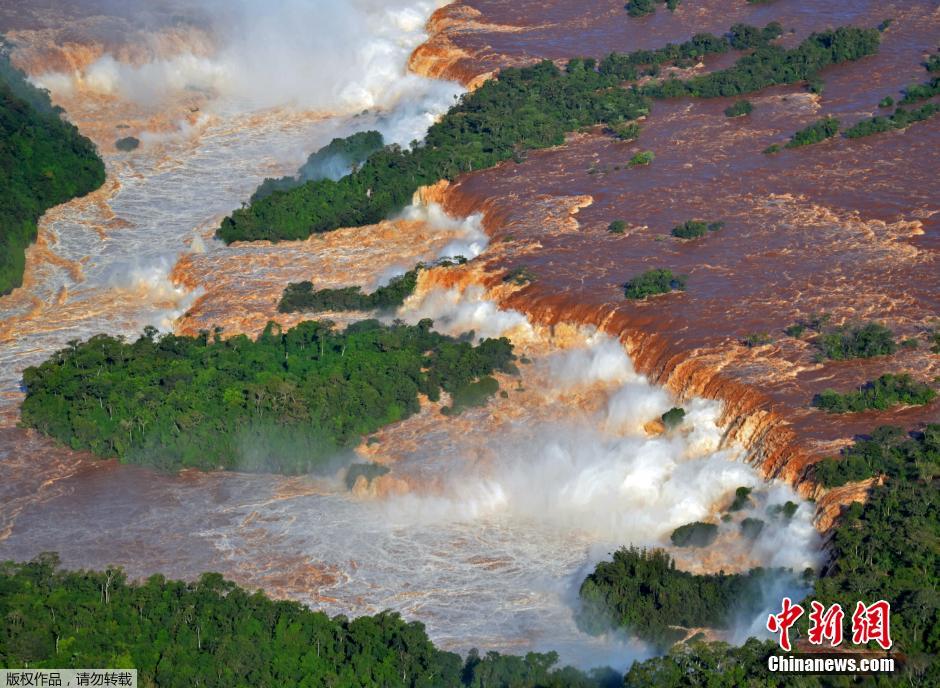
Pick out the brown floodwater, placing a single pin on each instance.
(846, 227)
(488, 522)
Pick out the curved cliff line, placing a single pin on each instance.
(748, 416)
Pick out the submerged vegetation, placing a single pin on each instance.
(287, 402)
(44, 161)
(770, 65)
(885, 548)
(739, 109)
(888, 451)
(526, 108)
(859, 341)
(820, 130)
(643, 591)
(696, 534)
(301, 296)
(693, 229)
(652, 283)
(884, 393)
(335, 160)
(534, 107)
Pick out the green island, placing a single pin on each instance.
(215, 634)
(695, 534)
(301, 296)
(858, 341)
(884, 548)
(693, 229)
(645, 592)
(44, 161)
(820, 130)
(884, 393)
(902, 118)
(333, 161)
(534, 107)
(287, 402)
(739, 109)
(652, 283)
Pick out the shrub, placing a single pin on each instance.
(751, 528)
(643, 158)
(369, 470)
(863, 341)
(786, 510)
(820, 130)
(640, 8)
(673, 417)
(626, 131)
(692, 229)
(885, 392)
(653, 282)
(127, 144)
(696, 534)
(742, 499)
(739, 108)
(899, 120)
(887, 451)
(755, 339)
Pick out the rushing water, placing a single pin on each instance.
(487, 523)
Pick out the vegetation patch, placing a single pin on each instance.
(127, 144)
(884, 393)
(301, 296)
(693, 229)
(288, 402)
(673, 418)
(822, 129)
(653, 282)
(739, 109)
(770, 65)
(643, 591)
(370, 471)
(696, 534)
(860, 341)
(334, 161)
(889, 452)
(212, 633)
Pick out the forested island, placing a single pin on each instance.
(534, 107)
(885, 548)
(287, 402)
(213, 633)
(44, 161)
(643, 591)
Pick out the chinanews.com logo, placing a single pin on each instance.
(870, 624)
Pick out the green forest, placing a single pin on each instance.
(212, 633)
(333, 161)
(44, 161)
(643, 591)
(286, 402)
(301, 296)
(886, 548)
(534, 107)
(884, 393)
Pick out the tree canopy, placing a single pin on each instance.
(44, 161)
(286, 402)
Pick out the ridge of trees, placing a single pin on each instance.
(289, 401)
(884, 393)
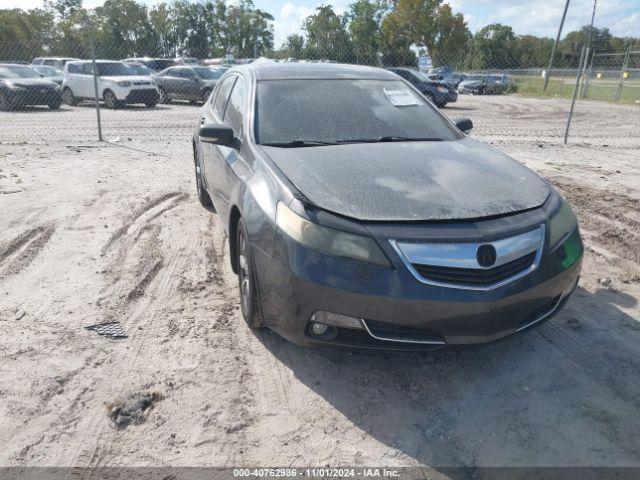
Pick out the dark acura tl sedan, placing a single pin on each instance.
(358, 215)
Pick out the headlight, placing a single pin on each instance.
(328, 240)
(561, 224)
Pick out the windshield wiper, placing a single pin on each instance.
(391, 138)
(299, 143)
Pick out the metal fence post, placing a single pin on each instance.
(95, 87)
(583, 54)
(625, 64)
(587, 77)
(555, 45)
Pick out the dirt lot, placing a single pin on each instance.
(111, 233)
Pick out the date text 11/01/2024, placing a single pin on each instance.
(317, 472)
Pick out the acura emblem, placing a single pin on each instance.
(486, 255)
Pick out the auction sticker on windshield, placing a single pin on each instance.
(400, 98)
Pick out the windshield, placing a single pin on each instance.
(115, 69)
(48, 71)
(334, 111)
(208, 73)
(141, 70)
(17, 71)
(420, 76)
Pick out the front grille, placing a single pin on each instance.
(360, 338)
(476, 276)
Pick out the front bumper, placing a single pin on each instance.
(296, 282)
(35, 96)
(142, 95)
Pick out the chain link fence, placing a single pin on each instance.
(106, 93)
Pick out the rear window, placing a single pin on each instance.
(344, 110)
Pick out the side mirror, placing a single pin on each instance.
(464, 124)
(217, 135)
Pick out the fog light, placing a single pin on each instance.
(318, 328)
(336, 319)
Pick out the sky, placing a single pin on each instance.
(539, 17)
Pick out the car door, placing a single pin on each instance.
(190, 84)
(171, 82)
(214, 157)
(84, 81)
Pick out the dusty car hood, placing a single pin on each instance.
(411, 181)
(472, 83)
(123, 78)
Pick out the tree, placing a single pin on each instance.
(415, 20)
(533, 52)
(364, 19)
(123, 29)
(494, 47)
(452, 37)
(294, 46)
(63, 9)
(395, 44)
(327, 37)
(24, 34)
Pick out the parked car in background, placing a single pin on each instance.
(57, 62)
(485, 84)
(21, 86)
(439, 73)
(141, 69)
(155, 64)
(118, 84)
(358, 215)
(50, 73)
(440, 93)
(187, 61)
(187, 83)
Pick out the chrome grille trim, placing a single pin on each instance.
(463, 255)
(386, 339)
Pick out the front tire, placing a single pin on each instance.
(6, 105)
(164, 97)
(110, 100)
(249, 300)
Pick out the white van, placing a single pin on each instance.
(118, 85)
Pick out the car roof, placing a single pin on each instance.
(281, 71)
(97, 61)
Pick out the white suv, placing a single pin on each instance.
(118, 85)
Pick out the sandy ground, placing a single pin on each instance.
(107, 233)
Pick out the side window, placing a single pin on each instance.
(222, 96)
(235, 107)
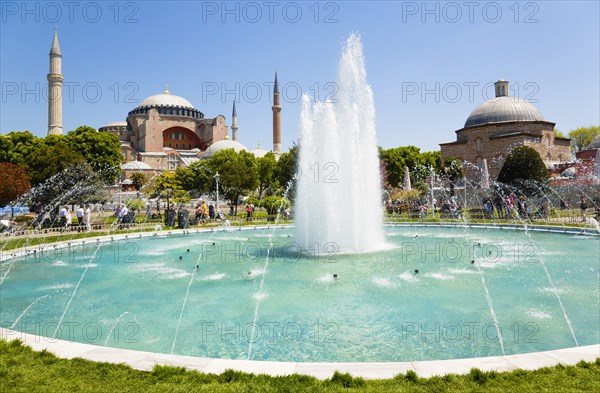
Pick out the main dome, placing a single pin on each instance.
(503, 108)
(166, 99)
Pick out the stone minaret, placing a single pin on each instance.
(234, 126)
(55, 80)
(276, 119)
(501, 88)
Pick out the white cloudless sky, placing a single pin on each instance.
(429, 63)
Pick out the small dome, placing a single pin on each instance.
(503, 109)
(115, 124)
(166, 99)
(135, 166)
(222, 145)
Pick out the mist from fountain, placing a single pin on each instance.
(338, 200)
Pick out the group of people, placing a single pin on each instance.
(84, 217)
(206, 212)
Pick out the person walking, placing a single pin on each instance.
(87, 218)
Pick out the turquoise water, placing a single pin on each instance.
(130, 294)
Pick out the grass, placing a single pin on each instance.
(25, 370)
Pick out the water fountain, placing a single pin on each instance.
(264, 297)
(339, 190)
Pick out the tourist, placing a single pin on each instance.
(62, 216)
(583, 207)
(87, 218)
(198, 213)
(68, 217)
(204, 210)
(80, 215)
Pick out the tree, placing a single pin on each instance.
(238, 172)
(138, 179)
(77, 184)
(50, 158)
(168, 180)
(273, 203)
(398, 158)
(581, 137)
(15, 182)
(524, 169)
(198, 176)
(101, 150)
(287, 167)
(454, 170)
(267, 170)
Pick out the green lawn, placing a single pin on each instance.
(24, 370)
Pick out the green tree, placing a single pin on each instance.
(273, 203)
(524, 169)
(581, 137)
(76, 184)
(238, 173)
(398, 158)
(138, 179)
(15, 182)
(199, 176)
(168, 181)
(267, 174)
(101, 150)
(50, 158)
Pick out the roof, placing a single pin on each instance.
(503, 109)
(115, 124)
(135, 166)
(166, 99)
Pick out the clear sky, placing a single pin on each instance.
(429, 63)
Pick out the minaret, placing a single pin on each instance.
(234, 126)
(55, 80)
(276, 118)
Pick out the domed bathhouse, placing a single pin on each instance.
(497, 126)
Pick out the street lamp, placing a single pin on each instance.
(217, 177)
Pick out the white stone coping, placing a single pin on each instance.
(142, 360)
(381, 370)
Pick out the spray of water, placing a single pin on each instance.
(339, 188)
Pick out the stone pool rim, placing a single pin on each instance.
(143, 360)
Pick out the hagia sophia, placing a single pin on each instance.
(166, 131)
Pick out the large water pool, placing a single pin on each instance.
(251, 295)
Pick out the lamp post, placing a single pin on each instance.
(217, 177)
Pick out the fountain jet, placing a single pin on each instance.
(339, 188)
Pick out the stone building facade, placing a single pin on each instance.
(499, 125)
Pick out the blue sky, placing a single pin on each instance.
(429, 63)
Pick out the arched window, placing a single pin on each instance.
(500, 161)
(478, 144)
(172, 162)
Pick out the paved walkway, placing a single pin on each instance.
(146, 360)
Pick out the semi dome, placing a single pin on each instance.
(166, 99)
(222, 145)
(503, 108)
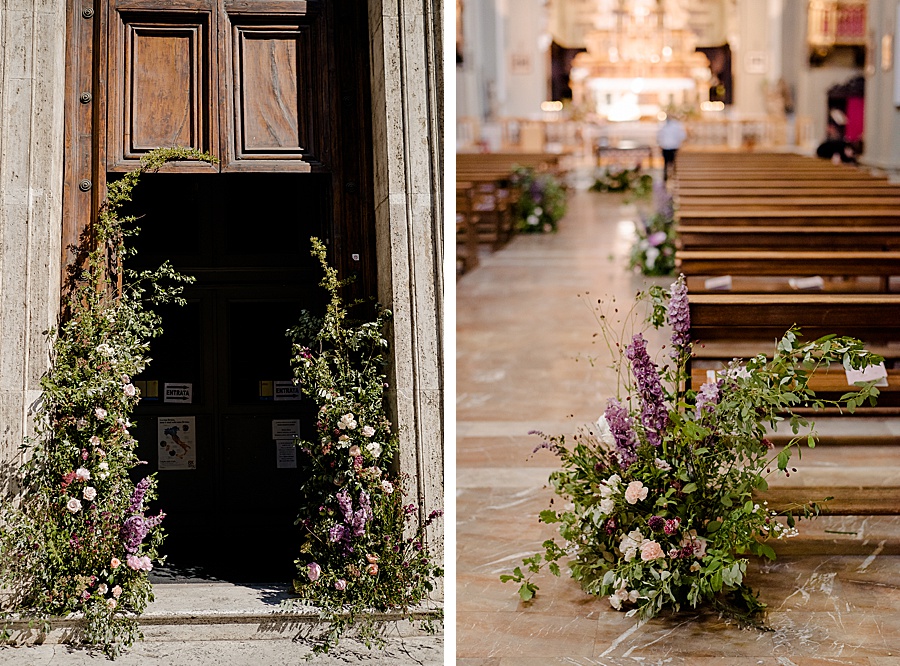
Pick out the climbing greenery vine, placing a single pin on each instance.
· · · · ·
## Exercise:
Copy out the entries verbatim and leave the images out.

## Final result:
Pick out the brown floodwater, placing a single pin on each instance.
(846, 227)
(488, 522)
Pick out the curved cliff line, placing a single pin on each instance.
(748, 416)
Pick out the submerged vegetation, placing a single pin on each instance.
(287, 402)
(44, 161)
(770, 65)
(885, 548)
(739, 109)
(888, 451)
(526, 108)
(859, 341)
(820, 130)
(643, 591)
(696, 534)
(301, 296)
(693, 229)
(652, 283)
(884, 393)
(335, 160)
(534, 107)
Pick out the green island, placing a single pin on each instance.
(215, 634)
(695, 534)
(301, 296)
(858, 341)
(884, 548)
(693, 229)
(645, 592)
(44, 161)
(820, 130)
(884, 393)
(902, 118)
(333, 161)
(534, 107)
(287, 402)
(739, 109)
(652, 283)
Pick out the shrub, placing a single pin on each instance.
(751, 528)
(643, 158)
(369, 470)
(863, 341)
(786, 510)
(820, 130)
(640, 8)
(673, 417)
(626, 131)
(692, 229)
(885, 392)
(653, 282)
(127, 144)
(696, 534)
(742, 499)
(739, 108)
(899, 120)
(887, 451)
(755, 339)
Pick out the rushing water, placing a single pin on each instance.
(487, 523)
Pick out the vegetation patch, placing a single pin on each instance.
(127, 144)
(884, 393)
(301, 296)
(693, 229)
(288, 402)
(673, 418)
(822, 129)
(653, 282)
(739, 109)
(770, 65)
(643, 591)
(370, 471)
(696, 534)
(860, 341)
(334, 161)
(889, 452)
(212, 633)
Pick out the forested island, placing a single pin on each instance.
(534, 107)
(885, 548)
(287, 402)
(213, 633)
(44, 161)
(643, 591)
Pick out the chinanews.com logo, placing a single pin on each instance.
(870, 624)
Pick out the green forest, placing a single pin on each instance.
(212, 633)
(333, 161)
(44, 161)
(643, 591)
(286, 402)
(301, 296)
(886, 548)
(534, 107)
(884, 393)
Pick out the tree canopy, placing a single pin on each instance.
(44, 161)
(286, 402)
Pick out the ridge of trees, placing a single pin on each instance.
(289, 401)
(884, 393)
Pick out the dark acura tl sedan, placing a single pin on each instance.
(358, 215)
Pick out the headlight, placing a single pin on each instance.
(328, 240)
(561, 224)
Pick out the windshield wiper, placing a single pin on each instance.
(391, 138)
(299, 143)
Pick out the metal fence post, placing a single pin on each instance.
(95, 87)
(583, 54)
(625, 64)
(587, 77)
(555, 45)
Pick out the dirt lot, placing a single pin on each instance.
(111, 233)
Pick out the date text 11/01/2024, placing a single pin on each instance.
(317, 472)
Pick out the acura emblem, placing a single pin on each instance.
(486, 255)
Pick out the auction sticker on windshield, placing a single pin on each instance.
(400, 98)
Pick out the windshield, placing a single pin on each instance.
(115, 69)
(48, 71)
(334, 111)
(208, 73)
(141, 70)
(17, 71)
(420, 76)
Pick out the front grille, placing a single pin on each instance.
(360, 338)
(476, 276)
Pick out the front bumper, placing a single pin on each instance.
(296, 282)
(35, 96)
(142, 95)
Pick out the chain link fence, placing a single pin on each instance.
(106, 93)
Pick out the rear window, placing a single pin on each instance.
(344, 110)
Pick out the side mirror, placing a single pin on each instance.
(464, 124)
(217, 135)
Pick out the fog light, placing a single pin on each instance.
(318, 328)
(336, 319)
Pick out the sky, placing a single pin on each instance.
(539, 17)
Pick out the car door, placing a single pin on each instance.
(190, 84)
(171, 82)
(214, 157)
(84, 81)
Pick out the dusty car hood, placing a single pin on each instance.
(411, 181)
(472, 83)
(123, 78)
Pick out the tree, placing a single pin on each instance.
(415, 20)
(533, 52)
(364, 19)
(123, 29)
(494, 47)
(452, 37)
(294, 46)
(63, 9)
(395, 44)
(327, 37)
(24, 34)
Pick out the parked car in background, placing a single pin on each instance.
(57, 62)
(485, 84)
(21, 86)
(439, 73)
(141, 69)
(155, 64)
(118, 84)
(358, 215)
(50, 73)
(440, 93)
(187, 61)
(187, 83)
Pick out the chrome grille trim, placing a single pin on each instance.
(463, 255)
(386, 339)
Pick out the front tire, placing a single pin on each instance.
(6, 105)
(164, 97)
(110, 100)
(249, 300)
Pick out the white van, placing a single pin on each instance.
(118, 85)
Pick out the car roof, placing a single pin on each instance.
(281, 71)
(97, 61)
Pick out the white suv, placing a single pin on each instance.
(118, 85)
Pick out the sandy ground, placing a single pin on each instance.
(107, 233)
Pick out the side window, placing a single pin on each instance.
(222, 96)
(235, 107)
Pick out the main dome, placing a single pin on each instance.
(503, 108)
(166, 99)
Pick out the stone minaret, placing a single pin on each instance.
(234, 126)
(55, 80)
(276, 119)
(501, 88)
Pick out the white cloudless sky, placing a single pin on each instance.
(429, 63)
Pick out the small dome, placing a single pin on each instance.
(503, 109)
(115, 124)
(166, 99)
(135, 166)
(222, 145)
Pick out the mist from fountain, placing a single pin on each instance.
(338, 200)
Pick out the group of people, placing a single pin on each instance.
(84, 217)
(206, 212)
Pick out the person walking, placing a single pin on each instance.
(87, 218)
Pick out the turquoise water, placing a single pin on each instance.
(130, 294)
Pick out the grass, placing a single pin on each instance.
(25, 370)
Pick out the water fountain, placing a single pin on each instance.
(264, 297)
(339, 190)
Pick out the tourist, placing a single pin on each instance.
(62, 216)
(583, 207)
(87, 218)
(198, 213)
(68, 217)
(204, 210)
(80, 215)
Pick out the tree, placing a single pin on each instance.
(238, 172)
(138, 179)
(77, 184)
(50, 158)
(168, 180)
(273, 203)
(398, 158)
(581, 137)
(15, 182)
(524, 169)
(198, 176)
(101, 150)
(287, 167)
(454, 170)
(267, 170)
Pick out the green lawn, placing a single pin on each instance.
(24, 370)
Pick out the green tree, placing a single pin on each instance.
(273, 203)
(524, 169)
(581, 137)
(76, 184)
(238, 173)
(398, 158)
(138, 179)
(15, 182)
(199, 176)
(168, 181)
(267, 174)
(101, 150)
(50, 158)
Pick out the roof, placing a single pin on each instance.
(503, 109)
(115, 124)
(135, 166)
(166, 99)
Pick out the clear sky, placing a single pin on each instance.
(429, 63)
Pick out the minaret, placing a single pin on each instance.
(234, 126)
(55, 80)
(276, 118)
Pick out the domed bathhouse, placing a single pin on each instance.
(497, 126)
Pick out the street lamp, placing a single pin on each instance.
(217, 177)
Pick out the white stone coping, placing a single pin on each instance.
(142, 360)
(381, 370)
Pick out the spray of water, placing a single pin on each instance.
(339, 188)
Pick out the stone pool rim, placing a single pin on each instance.
(143, 360)
Pick out the hagia sophia, placing a single pin on each instance.
(166, 131)
Pick out the large water pool, placing a single pin on each instance.
(251, 295)
Pick out the lamp post, placing a single pin on each instance.
(217, 177)
Pick out the fountain jet, placing a single pin on each instance.
(339, 188)
Pick out the stone building facade, placing a single pin on each instance.
(499, 125)
Pick out the blue sky, placing a single pin on each instance.
(429, 63)
Pick out the arched window, placing a single pin on each instance.
(500, 161)
(478, 144)
(172, 162)
Pick out the paved walkway, placing a single pin on each instance.
(146, 360)
Pick out the semi dome, placing a single pin on each instance.
(166, 99)
(222, 145)
(503, 108)
Pick out the climbing greenery vine, placing a single pin on each instance.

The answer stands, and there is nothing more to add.